## Exercise passage
Start of Block
Many teachers begin a lesson by sharing the daily plan and objective. For example, the daily plan might be “Take notes on the scientific method and complete the Steps of the Scientific Method Activity.” The objective might be “Students will be able to list the steps of the scientific method in order and identify each step in an experiment.” I think it is important to include one more piece before diving into the meat of the lesson. Whenever possible, students should know why they are learning something. When students know why they are learning something and understand how the content actually matters in their lives, they become much more invested in the lesson and retain more information.
For the why piece of the scientific method lesson I might say something like “The scientific method is a way of looking at problems and finding solutions. It’s a way of thinking. Being able to think scientifically will help you solve your own real life problems. It will also help you conduct experiments in this class and in your future science classes.”
Explaining the why should not look like “The steps of the scientific method will be on your unit test.” While, yes, that does explain a reason why students should know something, it is not a meaningful reason for their lives. They have no reason to be interested in the lesson because they don’t know why it matters in their lives. They have no reason to retain the information after the test.
Sometimes it is very easy to come up with a reason why students should know something. Why should students know about lab safety? Well, durrrr so they don’t get hurt. Why should students know about the metric system? They should know the metric system because if they do any kind of traveling outside of the country they’ll need it for something as basic as driving the right speed or knowing to pack warm clothes when they look at the temperature in Celsius.
Unfortunately, it can be difficult to come up with a reason for learning some of the required material students have to learn (which is a whole other topic of conversation). For material like that, I bring in their distant future goals. At the beginning of the year, I have my students complete goal posters about what they want to be in the future and how science can help them reach their goals. (Get the goal posters for free here.)
End of Block
## Records shown
Start of Block
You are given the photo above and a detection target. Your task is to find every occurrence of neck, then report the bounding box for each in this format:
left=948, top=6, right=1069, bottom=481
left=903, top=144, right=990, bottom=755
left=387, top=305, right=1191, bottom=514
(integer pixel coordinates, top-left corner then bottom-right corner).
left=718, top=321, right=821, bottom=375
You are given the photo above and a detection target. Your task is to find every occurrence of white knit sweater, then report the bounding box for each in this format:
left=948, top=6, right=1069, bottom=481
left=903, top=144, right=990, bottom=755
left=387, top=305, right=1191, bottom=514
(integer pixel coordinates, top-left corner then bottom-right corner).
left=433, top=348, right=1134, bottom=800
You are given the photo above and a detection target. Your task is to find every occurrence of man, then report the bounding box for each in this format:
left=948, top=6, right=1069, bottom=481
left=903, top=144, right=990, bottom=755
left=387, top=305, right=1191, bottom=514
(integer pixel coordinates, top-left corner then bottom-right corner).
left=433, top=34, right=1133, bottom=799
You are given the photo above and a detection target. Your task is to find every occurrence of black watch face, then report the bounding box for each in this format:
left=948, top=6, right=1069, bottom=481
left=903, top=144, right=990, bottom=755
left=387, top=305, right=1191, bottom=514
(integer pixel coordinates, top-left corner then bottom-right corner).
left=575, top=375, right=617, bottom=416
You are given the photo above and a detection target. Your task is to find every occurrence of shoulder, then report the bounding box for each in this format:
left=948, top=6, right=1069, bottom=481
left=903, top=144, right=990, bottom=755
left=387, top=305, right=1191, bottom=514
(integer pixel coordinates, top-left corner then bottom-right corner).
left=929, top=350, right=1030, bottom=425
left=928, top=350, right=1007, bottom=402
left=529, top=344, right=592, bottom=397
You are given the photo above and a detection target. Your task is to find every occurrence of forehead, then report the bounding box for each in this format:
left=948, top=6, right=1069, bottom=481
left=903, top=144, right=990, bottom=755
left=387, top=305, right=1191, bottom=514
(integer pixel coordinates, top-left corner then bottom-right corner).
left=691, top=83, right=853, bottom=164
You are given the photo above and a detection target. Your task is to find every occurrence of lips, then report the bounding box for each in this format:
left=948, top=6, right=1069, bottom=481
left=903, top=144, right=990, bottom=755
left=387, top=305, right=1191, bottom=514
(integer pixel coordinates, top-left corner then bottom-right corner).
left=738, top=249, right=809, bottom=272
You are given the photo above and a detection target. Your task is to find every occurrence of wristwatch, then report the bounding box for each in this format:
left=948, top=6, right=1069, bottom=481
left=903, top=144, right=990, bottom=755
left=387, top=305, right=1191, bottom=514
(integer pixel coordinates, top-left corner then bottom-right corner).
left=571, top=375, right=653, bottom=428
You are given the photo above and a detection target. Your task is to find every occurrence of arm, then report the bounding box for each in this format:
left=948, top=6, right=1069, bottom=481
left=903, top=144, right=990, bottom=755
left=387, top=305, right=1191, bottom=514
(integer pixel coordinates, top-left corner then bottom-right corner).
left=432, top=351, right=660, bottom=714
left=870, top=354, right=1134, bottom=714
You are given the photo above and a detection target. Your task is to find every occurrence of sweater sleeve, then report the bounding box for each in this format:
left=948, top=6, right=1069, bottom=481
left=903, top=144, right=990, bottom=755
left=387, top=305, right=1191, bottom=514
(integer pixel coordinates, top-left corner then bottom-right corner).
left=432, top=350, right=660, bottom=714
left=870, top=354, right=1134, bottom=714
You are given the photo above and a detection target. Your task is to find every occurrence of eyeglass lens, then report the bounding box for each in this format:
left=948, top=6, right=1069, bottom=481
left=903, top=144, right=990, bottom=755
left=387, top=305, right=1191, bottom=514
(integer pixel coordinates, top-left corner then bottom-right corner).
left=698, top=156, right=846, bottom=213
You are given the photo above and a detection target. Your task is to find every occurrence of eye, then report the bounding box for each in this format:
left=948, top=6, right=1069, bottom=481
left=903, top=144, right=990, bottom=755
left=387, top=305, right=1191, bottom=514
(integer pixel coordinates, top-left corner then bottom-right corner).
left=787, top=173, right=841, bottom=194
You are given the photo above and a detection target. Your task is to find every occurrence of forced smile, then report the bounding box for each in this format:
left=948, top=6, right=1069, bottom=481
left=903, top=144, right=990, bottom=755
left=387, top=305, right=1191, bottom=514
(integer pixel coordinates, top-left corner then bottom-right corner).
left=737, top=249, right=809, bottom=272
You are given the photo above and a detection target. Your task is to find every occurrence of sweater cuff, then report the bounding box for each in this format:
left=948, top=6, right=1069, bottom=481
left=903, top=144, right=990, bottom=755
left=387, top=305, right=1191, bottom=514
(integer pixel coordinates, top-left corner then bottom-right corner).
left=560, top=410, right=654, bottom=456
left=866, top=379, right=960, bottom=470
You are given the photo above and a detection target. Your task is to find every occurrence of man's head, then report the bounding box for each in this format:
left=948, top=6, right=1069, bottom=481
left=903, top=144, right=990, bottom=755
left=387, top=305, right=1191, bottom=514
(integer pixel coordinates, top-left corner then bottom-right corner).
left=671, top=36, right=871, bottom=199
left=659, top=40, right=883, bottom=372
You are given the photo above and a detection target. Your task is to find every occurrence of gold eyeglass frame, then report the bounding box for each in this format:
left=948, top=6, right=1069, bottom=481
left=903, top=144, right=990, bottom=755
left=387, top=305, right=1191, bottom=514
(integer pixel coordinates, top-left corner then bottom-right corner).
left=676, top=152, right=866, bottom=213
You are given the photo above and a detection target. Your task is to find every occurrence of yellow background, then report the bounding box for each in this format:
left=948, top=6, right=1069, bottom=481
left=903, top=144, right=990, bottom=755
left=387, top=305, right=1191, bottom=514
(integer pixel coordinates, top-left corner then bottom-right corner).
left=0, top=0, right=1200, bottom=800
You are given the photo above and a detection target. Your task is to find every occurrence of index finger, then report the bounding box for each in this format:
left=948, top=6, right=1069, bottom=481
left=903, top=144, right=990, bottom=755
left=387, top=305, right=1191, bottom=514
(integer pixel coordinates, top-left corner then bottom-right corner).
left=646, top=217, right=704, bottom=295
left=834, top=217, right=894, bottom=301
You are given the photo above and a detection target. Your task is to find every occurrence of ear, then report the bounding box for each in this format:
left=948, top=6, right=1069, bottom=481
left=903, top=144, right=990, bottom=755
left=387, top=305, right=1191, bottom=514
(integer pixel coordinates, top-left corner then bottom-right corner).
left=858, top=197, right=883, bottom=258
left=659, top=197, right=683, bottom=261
End of Block
## Exercise details
Answer these questions about the text on teaching students why they learn something:
(a) What objective is given for the scientific method lesson?
(b) Why should students know the metric system?
(c) What do the students complete at the beginning of the year?

## Response to this task
(a) "Students will be able to list the steps of the scientific method in order and identify each step in an experiment."
(b) If they travel outside the country, they'll need it for basic things like driving the right speed or knowing to pack warm clothes when the temperature is given in Celsius.
(c) Goal posters about what they want to be in the future and how science can help them reach their goals.